### DATA RECORDS
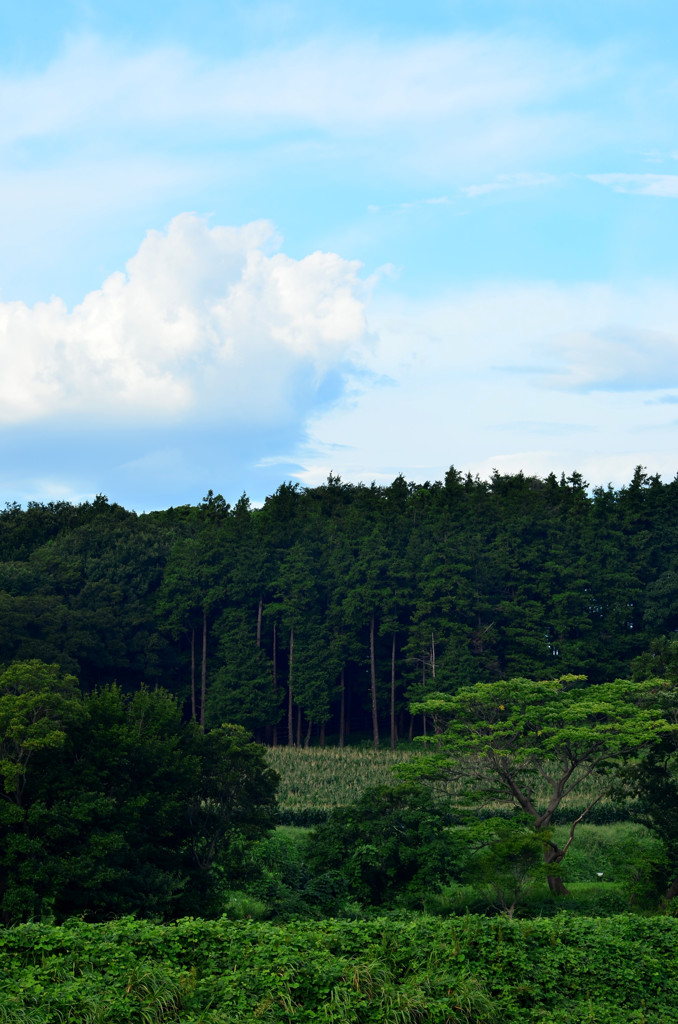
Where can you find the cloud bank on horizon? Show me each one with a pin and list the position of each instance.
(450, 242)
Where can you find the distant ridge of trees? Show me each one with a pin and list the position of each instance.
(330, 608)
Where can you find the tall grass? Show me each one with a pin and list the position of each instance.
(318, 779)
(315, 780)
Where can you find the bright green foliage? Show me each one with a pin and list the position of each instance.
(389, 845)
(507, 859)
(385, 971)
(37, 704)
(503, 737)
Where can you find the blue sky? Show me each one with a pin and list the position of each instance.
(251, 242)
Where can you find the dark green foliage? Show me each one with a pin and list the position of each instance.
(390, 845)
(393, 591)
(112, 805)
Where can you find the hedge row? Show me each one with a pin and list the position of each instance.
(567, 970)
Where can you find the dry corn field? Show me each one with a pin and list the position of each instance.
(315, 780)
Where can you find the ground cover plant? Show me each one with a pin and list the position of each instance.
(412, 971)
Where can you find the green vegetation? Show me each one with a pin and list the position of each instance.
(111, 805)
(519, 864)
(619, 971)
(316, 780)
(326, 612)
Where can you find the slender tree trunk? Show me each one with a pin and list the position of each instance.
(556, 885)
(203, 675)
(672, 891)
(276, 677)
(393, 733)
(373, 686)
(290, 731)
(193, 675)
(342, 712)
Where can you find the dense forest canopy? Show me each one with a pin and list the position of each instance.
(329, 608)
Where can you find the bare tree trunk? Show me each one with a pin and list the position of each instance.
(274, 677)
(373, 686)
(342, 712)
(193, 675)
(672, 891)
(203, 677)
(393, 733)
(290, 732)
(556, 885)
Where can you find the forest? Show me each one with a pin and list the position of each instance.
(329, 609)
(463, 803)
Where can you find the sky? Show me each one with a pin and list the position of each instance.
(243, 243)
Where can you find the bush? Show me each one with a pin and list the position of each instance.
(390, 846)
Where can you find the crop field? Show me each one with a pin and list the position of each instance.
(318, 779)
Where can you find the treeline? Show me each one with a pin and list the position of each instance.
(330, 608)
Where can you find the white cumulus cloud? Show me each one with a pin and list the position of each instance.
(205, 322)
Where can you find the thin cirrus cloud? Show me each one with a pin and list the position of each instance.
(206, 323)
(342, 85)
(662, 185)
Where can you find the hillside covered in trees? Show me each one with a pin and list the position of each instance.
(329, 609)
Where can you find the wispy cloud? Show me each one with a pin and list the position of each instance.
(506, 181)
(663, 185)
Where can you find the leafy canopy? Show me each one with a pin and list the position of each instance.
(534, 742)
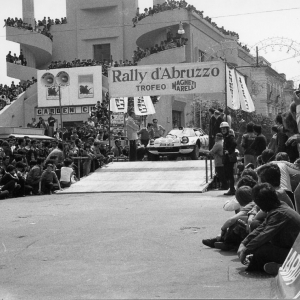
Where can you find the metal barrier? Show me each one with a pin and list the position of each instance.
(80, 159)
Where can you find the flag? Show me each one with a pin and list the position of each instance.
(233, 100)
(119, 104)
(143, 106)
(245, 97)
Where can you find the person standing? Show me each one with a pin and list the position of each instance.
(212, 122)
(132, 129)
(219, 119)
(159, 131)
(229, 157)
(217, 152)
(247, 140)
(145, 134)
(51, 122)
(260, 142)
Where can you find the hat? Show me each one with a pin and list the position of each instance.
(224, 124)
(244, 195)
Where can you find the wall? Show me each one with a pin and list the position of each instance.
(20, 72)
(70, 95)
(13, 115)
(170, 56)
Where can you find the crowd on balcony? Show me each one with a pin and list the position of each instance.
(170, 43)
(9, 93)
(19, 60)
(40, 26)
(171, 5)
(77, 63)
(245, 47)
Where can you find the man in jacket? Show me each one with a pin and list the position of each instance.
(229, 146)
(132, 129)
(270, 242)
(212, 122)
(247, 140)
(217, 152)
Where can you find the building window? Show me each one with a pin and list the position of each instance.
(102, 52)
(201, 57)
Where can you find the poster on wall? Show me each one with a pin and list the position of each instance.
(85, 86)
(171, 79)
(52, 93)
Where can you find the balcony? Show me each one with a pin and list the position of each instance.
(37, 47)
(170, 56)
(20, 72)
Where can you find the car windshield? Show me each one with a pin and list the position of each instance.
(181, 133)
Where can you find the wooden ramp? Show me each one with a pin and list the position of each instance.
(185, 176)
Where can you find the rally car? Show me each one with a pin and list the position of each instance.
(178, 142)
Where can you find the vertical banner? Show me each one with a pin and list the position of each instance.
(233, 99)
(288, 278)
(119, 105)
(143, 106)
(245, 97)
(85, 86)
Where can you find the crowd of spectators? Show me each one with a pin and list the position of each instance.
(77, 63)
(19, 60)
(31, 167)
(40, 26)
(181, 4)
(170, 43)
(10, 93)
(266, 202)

### WORK INSTRUCTIONS
Copy out all of the entries above line for line without changing a word, and leave the pictures out.

### ANSWER TO THE TASK
Where can you find the cloud bank on horizon? Show me each one with a pin and list the position of each instance.
(450, 242)
Where can you find the distant ridge of trees? Show me each one with a pin and list the position of each instance.
(330, 608)
Where can you find the tall grass? Show me each one with a pin and list the position of each instance.
(318, 779)
(315, 780)
Where can you find the bright green foliage? Show me each one with a pin and list the position of each instance.
(389, 845)
(507, 859)
(385, 971)
(37, 704)
(503, 737)
Where can you find the blue sky? Show me each one with a pin and list the position of each instance.
(251, 242)
Where can you find the dark green foliage? Show me each one with a pin and list the position of each instance.
(390, 845)
(393, 591)
(112, 805)
Where can you find the hedge row? Show me each one with a pin and list the position of each instance.
(567, 970)
Where can you find the dry corn field? Show me each one with a pin and list the position of each instance.
(315, 780)
Where can you find the ground cover plant? Show me each one with a pin and list the position of each instance.
(412, 971)
Where can you find the green vegetation? Show me each one with a pin and list the position of each instance.
(111, 805)
(519, 864)
(619, 971)
(316, 780)
(326, 612)
Where can you find the slender tree trunk? Show me each one with a pin and list the position of each instance.
(556, 885)
(203, 675)
(672, 891)
(276, 677)
(393, 733)
(373, 686)
(290, 731)
(193, 675)
(342, 712)
Where can you find the dense forest canopy? Show me each one with a pin and list the position of each instance.
(329, 608)
Where can you find the bare tree trunk? Show me each one with a pin and list the position of each instance.
(274, 677)
(373, 686)
(342, 712)
(193, 675)
(672, 891)
(203, 677)
(393, 733)
(290, 732)
(556, 885)
Where can you find the forest? Show me each one with a pin and list the position of each instance.
(329, 609)
(463, 803)
Where can you find the sky? Show me each one with a pin and list the position of each instance.
(243, 243)
Where can you find the bush? Show me each one with a pin and list the position of each instance.
(390, 846)
Where can you find the crop field? Show me each one with a pin and list the position of each instance.
(318, 779)
Where can you find the treeline? Show me each one with a pin and list the position of each instance.
(330, 608)
Where can you find the white cumulus cloud? Show me each one with a pin and list the position of each instance.
(205, 322)
Where can you find the thin cirrus cloud? Show me each one with a pin and list the position of each instance.
(206, 323)
(342, 85)
(662, 185)
Where can you find the hillside covered in trees? Show me each one with a pin and list the position of each instance.
(329, 609)
Where can you find the wispy cloud? Show me each one with a pin and list the position of each instance.
(506, 181)
(663, 185)
Where can you find the leafy canopy? Show me each one with a pin and list the position of each instance.
(534, 742)
Where can you find the metal barrier? Show me each one with a pin and list the position of each instance.
(80, 159)
Where can you find the flag? Show me each one with a pin and list the position of each instance.
(233, 100)
(119, 104)
(143, 106)
(245, 97)
Where can you find the person standing? Show me each one with a pin and list the position of each instance.
(212, 122)
(132, 129)
(219, 119)
(159, 131)
(229, 157)
(217, 152)
(247, 140)
(145, 134)
(51, 122)
(260, 142)
Where can you find the hat? Show me each one with a pin and list the position of each instance.
(224, 124)
(244, 195)
Where can you find the wall? Show me each one with a pin and list the position of each instance.
(20, 72)
(70, 95)
(13, 115)
(170, 56)
Where can you find the crowd on balcony? Show me each one with a pin and list the position of each instance.
(170, 43)
(9, 93)
(19, 60)
(40, 26)
(171, 5)
(77, 63)
(245, 47)
Where can you find the man in jacket? Show me each one with a pin and list the position of each instance.
(229, 146)
(132, 129)
(270, 242)
(212, 122)
(247, 140)
(217, 152)
Where can you find the building window? Show me each one with a pin and list the position of each instance.
(102, 52)
(201, 57)
Where can you find the poster on wall? Show me each one with a pin and list the position of each instance.
(85, 86)
(171, 79)
(52, 93)
Where can you find the balcony? Show me each one with a pin and list the position of each instance.
(37, 47)
(170, 56)
(20, 72)
Where can you find the car windshield? Show me each one with a pin and list the position of each instance.
(181, 133)
Where can you find the wooden ramp? Show me each one with a pin and list the position of each instance.
(185, 176)
Where can you find the rally car? Show me each one with a pin and list the position of each instance.
(178, 142)
Where can you find the vertical banner? Show me each one with a pin and list the position of each instance.
(233, 99)
(288, 278)
(119, 105)
(143, 106)
(245, 97)
(85, 86)
Where can you find the crowd of spectators? Show me each one with a pin and list the position of each instance.
(77, 63)
(19, 60)
(31, 167)
(40, 26)
(181, 4)
(170, 43)
(10, 93)
(266, 202)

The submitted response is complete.